Irene J. F. de Jong (born 1957) is a classicist and professor of Ancient Greek at the University of Amsterdam. She is known for her pioneering work on narratology and Ancient Greek literature. She is a Fellow of the British Academy.

Career 
Irene de Jong was born in Leiden in 1957. She studied at the University of Amsterdam from 1978 until 1982, and taught Classics at the Stedelijk Gymnasium in Utrecht in 1982–83. In 1984 she worked as a research fellow at the Thesaurus Linguae Graecae. She wrote her dissertation, 'Narrators and focalizers: the presentation of the story in the Iliad''', at the University of Amsterdam under a grant from the Netherlands Organisation for Scientific Research (NWO) from 1985 until 1987. She then continued to work at the University of Amsterdam, first as a postdoc and later as a research fellow.

Since 2002 she has held the chair of Ancient Greek at the University of Amsterdam.

De Jong has been member of the Academia Europaea since 2007. In 2015, De Jong was also selected as member of the Royal Netherlands Academy of Arts and Sciences. In 2019 she was elected a foreign member of the Humanities and Social Sciences Division of the Norwegian Academy of Science and Letters. She was elected as a Fellow of the British Academy in 2022.

 Selected publications 

 Narrators and focalizers: the presentation of the story in the Iliad. Amsterdam 1987. Nachdruck Amsterdam 2004
 Narrative in drama: the art of the Euripidean messenger-speech. Leiden 1991 (Mnemosyne Supplement 116)
 with J. P. Sullivan: Modern critical theory and classical literature. Leiden 1994 (Mnemosyne Supplement 130)
 A Narratological Commentary on the Odyssey. Cambridge 2001
 Studies in ancient Greek narrative. Vol. 1: Narrators, narratees, and narratives in ancient Greek literature. Leiden 2004 (Mnemosyne Supplement 257)

**INFORMATION SUPPLIED**
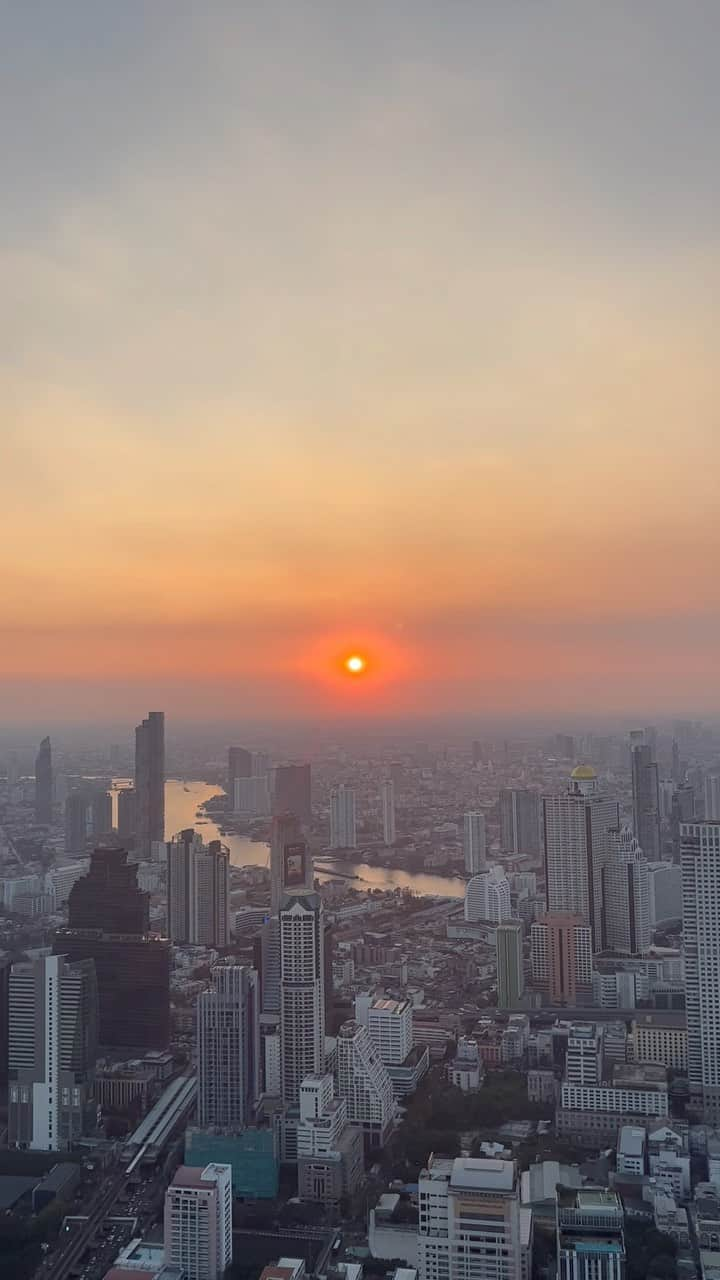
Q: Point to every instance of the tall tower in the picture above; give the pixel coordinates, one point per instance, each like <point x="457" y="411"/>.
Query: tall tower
<point x="44" y="784"/>
<point x="53" y="1042"/>
<point x="700" y="864"/>
<point x="342" y="818"/>
<point x="228" y="1048"/>
<point x="387" y="799"/>
<point x="197" y="891"/>
<point x="578" y="840"/>
<point x="150" y="782"/>
<point x="646" y="795"/>
<point x="302" y="1014"/>
<point x="474" y="842"/>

**PROBLEMS**
1. Quote the Irene de Jong text between "De Jong has" and "(Mnemosyne Supplement 116)", inclusive.
2. According to the Irene de Jong text, in what year was she elected a Fellow of the British Academy?
These records have nothing to do with the Irene de Jong text.

**CORRECT ANSWERS**
1.
De Jong has been member of the Academia Europaea since 2007. In 2015, De Jong was also selected as member of the Royal Netherlands Academy of Arts and Sciences. In 2019 she was elected a foreign member of the Humanities and Social Sciences Division of the Norwegian Academy of Science and Letters. She was elected as a Fellow of the British Academy in 2022.

 Selected publications 

 Narrators and focalizers: the presentation of the story in the Iliad. Amsterdam 1987. Nachdruck Amsterdam 2004
 Narrative in drama: the art of the Euripidean messenger-speech. Leiden 1991 (Mnemosyne Supplement 116)

2. 2022